**EXERCISE DETAILS:** Collect each line of the records below that contains the string "child", and copy those lines in full. Matches are case-sensitive.
++++++++++
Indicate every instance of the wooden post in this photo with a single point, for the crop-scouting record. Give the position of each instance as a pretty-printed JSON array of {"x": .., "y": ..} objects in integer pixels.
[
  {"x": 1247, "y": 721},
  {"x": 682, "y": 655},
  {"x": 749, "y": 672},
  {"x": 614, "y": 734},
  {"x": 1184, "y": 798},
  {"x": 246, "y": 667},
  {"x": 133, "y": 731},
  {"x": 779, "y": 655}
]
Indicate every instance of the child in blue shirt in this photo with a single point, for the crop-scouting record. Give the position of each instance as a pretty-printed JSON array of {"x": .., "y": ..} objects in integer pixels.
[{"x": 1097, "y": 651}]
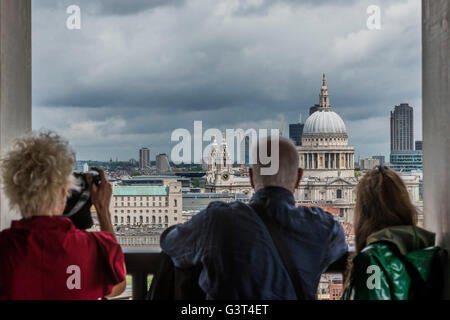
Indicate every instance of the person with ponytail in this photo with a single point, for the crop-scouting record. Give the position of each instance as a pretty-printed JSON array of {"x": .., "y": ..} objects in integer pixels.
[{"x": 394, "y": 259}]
++++++++++
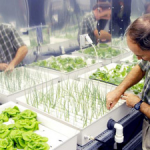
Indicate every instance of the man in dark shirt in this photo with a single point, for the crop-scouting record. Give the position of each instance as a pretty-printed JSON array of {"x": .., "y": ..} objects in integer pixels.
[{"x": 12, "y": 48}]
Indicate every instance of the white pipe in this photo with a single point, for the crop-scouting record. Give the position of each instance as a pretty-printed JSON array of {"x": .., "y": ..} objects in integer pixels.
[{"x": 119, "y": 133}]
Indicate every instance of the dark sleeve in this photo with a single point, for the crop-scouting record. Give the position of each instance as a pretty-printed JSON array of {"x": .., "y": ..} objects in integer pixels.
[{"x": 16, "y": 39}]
++++++++++
**RESULT FOR THIS EXERCISE:**
Indicate every instance of the child in blue shirt in this photo with a single point, for the crop-scouting record. Give the position of each instance as a pretty-printed JSON array of {"x": .., "y": ..} objects in integer pixels.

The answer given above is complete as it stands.